Records supplied
○ ○ ○ ○ ○

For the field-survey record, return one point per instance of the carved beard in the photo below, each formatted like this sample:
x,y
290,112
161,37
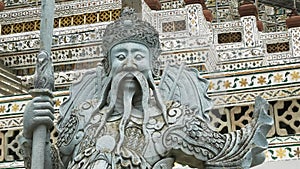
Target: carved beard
x,y
122,85
127,88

○ ○ ○ ○ ○

Exercise task
Rewrite every line of the rows above as a Markdown table with the columns No and Text, numbering each line, skipping blank lines, and leaving out the pictures.

Output below
| No | Text |
|---|---|
| 1 | For the field-survey record, return one point per instance of the carved beard in the photo below, each formatted like this sample: |
| 2 | x,y |
| 3 | 290,112 |
| 4 | 161,37 |
| 5 | Target: carved beard |
| 6 | x,y |
| 7 | 122,85 |
| 8 | 127,88 |